> RECORDS PROVIDED:
════════════════

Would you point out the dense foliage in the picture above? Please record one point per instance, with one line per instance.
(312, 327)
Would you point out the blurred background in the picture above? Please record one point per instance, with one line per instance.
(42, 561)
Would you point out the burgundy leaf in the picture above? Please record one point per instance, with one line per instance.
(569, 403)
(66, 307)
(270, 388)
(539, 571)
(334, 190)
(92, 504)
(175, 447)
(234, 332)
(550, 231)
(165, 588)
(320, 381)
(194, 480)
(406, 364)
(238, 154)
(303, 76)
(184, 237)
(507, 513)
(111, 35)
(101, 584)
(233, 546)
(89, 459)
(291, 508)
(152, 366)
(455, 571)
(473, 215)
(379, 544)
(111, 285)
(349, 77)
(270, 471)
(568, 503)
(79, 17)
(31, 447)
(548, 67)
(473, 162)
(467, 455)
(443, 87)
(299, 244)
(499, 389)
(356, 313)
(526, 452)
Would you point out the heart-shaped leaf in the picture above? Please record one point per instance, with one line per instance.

════════════════

> TASK GOAL:
Copy out all of the records above word for word, keeping each on its own line in the original order.

> EXERCISE SOLUTION:
Would you point out the dense foliage in the picture above? Please record one point per instance, with one line per instance.
(312, 327)
Would you point out the blurred background in the picture above? Please record one point per instance, with one line per instance.
(42, 561)
Would you point out the burgundy leaf in the picture above? Please record one point per instance, with one line per instance.
(569, 403)
(66, 307)
(270, 388)
(539, 571)
(334, 190)
(92, 504)
(175, 447)
(234, 332)
(550, 231)
(165, 588)
(320, 381)
(194, 480)
(406, 364)
(238, 154)
(303, 76)
(184, 237)
(507, 513)
(111, 35)
(101, 584)
(233, 546)
(89, 459)
(291, 508)
(152, 366)
(455, 571)
(473, 215)
(379, 544)
(111, 285)
(349, 77)
(270, 471)
(568, 503)
(79, 17)
(31, 447)
(548, 67)
(473, 162)
(467, 455)
(443, 87)
(299, 244)
(499, 389)
(356, 313)
(526, 452)
Would you point out the heart-shaped leaf in the picture above? Please record one point per instance, with one line per instance.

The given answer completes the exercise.